begin

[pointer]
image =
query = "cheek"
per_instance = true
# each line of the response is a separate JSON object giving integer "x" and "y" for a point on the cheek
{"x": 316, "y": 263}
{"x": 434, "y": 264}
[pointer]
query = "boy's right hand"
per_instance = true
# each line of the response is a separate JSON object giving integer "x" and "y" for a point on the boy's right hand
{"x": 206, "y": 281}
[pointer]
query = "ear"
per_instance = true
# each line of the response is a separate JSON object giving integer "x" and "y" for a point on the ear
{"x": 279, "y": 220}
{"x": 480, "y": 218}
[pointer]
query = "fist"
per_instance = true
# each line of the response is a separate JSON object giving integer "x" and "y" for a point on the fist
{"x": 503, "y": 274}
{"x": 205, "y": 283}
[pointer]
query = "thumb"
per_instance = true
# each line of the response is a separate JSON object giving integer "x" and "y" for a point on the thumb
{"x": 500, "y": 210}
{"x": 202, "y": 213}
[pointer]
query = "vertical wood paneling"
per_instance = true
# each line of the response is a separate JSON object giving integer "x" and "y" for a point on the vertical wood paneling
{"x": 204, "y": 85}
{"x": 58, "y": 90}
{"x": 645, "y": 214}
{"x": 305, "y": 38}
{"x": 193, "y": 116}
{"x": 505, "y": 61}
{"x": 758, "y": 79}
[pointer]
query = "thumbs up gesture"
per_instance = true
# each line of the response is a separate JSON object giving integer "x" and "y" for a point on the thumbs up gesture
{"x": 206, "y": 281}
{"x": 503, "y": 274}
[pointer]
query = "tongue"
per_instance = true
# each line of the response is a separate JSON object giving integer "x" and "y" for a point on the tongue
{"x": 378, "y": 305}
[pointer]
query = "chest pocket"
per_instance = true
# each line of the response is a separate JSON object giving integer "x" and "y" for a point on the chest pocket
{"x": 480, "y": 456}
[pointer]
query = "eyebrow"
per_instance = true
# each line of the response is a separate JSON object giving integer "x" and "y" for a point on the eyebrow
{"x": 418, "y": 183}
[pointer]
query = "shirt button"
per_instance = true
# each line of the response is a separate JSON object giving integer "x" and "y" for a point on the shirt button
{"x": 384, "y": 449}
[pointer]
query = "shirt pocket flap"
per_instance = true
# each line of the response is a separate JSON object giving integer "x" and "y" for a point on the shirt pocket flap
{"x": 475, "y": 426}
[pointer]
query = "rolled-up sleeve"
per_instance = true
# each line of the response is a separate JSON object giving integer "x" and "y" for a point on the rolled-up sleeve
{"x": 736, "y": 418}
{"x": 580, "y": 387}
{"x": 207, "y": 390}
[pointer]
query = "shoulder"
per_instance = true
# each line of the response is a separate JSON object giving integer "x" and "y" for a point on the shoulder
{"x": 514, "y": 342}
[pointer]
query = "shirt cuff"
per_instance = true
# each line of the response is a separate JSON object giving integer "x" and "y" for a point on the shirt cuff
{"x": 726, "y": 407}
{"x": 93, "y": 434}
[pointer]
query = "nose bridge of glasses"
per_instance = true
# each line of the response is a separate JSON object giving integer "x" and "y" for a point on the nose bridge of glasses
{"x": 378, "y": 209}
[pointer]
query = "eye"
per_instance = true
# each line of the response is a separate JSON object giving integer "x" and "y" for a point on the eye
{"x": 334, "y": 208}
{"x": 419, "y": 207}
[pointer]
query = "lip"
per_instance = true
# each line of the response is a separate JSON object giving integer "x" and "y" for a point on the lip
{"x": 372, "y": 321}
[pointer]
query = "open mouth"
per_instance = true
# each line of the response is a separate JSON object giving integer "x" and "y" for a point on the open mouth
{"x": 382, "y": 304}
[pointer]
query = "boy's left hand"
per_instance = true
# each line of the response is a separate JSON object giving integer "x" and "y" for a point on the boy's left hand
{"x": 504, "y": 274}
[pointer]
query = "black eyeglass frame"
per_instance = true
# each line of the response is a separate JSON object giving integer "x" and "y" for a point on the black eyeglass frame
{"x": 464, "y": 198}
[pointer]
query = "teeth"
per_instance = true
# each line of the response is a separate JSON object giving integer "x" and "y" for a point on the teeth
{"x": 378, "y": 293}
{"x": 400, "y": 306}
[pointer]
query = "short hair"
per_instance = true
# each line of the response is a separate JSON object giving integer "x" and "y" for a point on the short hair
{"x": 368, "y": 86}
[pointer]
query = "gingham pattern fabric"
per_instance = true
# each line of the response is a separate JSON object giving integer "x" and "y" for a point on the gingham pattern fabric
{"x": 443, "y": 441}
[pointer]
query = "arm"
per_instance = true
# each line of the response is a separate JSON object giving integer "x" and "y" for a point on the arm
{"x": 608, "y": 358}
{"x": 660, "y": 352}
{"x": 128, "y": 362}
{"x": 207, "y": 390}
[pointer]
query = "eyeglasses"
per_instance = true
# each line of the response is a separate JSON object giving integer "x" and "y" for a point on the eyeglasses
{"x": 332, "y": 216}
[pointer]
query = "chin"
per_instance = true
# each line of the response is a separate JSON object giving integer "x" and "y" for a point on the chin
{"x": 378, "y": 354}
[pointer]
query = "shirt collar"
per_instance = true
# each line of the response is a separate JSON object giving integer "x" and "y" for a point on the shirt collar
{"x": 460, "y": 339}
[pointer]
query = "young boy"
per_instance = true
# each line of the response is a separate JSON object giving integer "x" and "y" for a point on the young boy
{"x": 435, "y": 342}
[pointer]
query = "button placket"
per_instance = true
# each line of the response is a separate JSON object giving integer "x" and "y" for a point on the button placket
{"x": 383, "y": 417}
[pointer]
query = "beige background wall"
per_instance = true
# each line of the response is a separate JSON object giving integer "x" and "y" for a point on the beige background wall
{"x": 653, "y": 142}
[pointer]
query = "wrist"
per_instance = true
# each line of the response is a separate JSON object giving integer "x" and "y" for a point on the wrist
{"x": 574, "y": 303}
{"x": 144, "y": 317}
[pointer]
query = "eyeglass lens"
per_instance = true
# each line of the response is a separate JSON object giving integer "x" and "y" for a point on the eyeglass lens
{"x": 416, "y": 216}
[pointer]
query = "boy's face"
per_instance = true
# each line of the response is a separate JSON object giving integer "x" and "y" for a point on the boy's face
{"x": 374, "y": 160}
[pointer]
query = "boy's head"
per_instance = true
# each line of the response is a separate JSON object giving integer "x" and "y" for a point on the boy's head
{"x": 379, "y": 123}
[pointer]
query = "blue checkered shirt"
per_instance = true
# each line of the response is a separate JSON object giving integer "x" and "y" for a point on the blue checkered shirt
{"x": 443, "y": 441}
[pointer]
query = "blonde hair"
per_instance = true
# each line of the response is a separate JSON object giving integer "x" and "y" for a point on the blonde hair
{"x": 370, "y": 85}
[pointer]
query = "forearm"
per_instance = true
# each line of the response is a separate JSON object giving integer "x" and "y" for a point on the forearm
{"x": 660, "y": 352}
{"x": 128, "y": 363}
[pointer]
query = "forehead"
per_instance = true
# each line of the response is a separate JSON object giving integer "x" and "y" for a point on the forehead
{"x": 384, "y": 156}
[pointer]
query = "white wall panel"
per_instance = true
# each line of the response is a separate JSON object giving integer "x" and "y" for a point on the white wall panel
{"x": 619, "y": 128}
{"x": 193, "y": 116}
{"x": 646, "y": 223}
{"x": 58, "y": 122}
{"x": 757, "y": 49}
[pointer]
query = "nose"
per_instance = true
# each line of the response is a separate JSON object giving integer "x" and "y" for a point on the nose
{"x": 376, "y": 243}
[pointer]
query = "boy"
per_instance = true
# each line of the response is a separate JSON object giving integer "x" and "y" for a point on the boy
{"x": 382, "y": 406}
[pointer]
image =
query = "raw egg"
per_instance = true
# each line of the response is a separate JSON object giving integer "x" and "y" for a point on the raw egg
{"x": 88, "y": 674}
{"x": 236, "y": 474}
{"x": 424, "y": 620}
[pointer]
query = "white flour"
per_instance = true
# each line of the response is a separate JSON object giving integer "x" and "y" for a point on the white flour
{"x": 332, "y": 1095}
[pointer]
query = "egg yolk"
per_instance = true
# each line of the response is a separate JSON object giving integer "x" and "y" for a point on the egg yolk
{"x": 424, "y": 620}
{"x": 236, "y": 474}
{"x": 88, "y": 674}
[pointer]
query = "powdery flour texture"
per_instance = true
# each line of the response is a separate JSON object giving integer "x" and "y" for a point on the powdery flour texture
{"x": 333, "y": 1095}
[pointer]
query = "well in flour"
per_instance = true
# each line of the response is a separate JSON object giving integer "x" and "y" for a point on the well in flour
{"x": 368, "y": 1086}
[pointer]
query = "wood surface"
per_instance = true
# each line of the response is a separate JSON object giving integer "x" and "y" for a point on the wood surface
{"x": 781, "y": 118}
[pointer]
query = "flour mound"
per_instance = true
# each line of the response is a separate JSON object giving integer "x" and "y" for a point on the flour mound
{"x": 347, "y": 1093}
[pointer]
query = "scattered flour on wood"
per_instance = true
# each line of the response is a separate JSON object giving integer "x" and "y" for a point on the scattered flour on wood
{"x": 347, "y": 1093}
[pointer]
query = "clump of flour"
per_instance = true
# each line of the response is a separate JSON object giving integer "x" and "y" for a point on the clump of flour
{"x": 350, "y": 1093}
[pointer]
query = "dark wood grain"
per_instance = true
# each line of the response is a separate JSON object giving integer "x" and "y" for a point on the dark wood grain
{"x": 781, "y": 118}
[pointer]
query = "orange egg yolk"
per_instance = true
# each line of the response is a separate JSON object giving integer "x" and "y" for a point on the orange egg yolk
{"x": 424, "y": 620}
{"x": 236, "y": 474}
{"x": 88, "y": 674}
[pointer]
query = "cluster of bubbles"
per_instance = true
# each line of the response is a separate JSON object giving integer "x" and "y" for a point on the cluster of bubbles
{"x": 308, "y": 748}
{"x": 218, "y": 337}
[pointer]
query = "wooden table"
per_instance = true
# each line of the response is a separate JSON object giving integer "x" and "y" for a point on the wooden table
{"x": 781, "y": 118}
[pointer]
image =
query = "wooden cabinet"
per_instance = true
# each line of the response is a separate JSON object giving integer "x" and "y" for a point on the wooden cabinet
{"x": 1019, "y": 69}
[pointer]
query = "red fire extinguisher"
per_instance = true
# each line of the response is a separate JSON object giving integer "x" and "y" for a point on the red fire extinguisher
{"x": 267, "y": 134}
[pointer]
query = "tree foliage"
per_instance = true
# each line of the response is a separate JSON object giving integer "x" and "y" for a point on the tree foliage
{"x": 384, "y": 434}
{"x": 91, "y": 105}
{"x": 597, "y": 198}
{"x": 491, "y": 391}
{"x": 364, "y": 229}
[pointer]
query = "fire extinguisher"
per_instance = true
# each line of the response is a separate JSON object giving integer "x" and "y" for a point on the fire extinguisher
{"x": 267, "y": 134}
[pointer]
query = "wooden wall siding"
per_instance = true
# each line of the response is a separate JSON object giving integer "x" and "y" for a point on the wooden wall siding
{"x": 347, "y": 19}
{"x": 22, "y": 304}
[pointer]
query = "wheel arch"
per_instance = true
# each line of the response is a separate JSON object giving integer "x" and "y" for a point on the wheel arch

end

## Instructions to follow
Extract each line of the items above that contains the word "foliage". Case counts, so skip lines where the word appears with different capitalization.

## Reply to the exercise
query = "tree foliage"
# each line of the response is a separate JSON object giving integer "x" and "y" for a point on the tree foliage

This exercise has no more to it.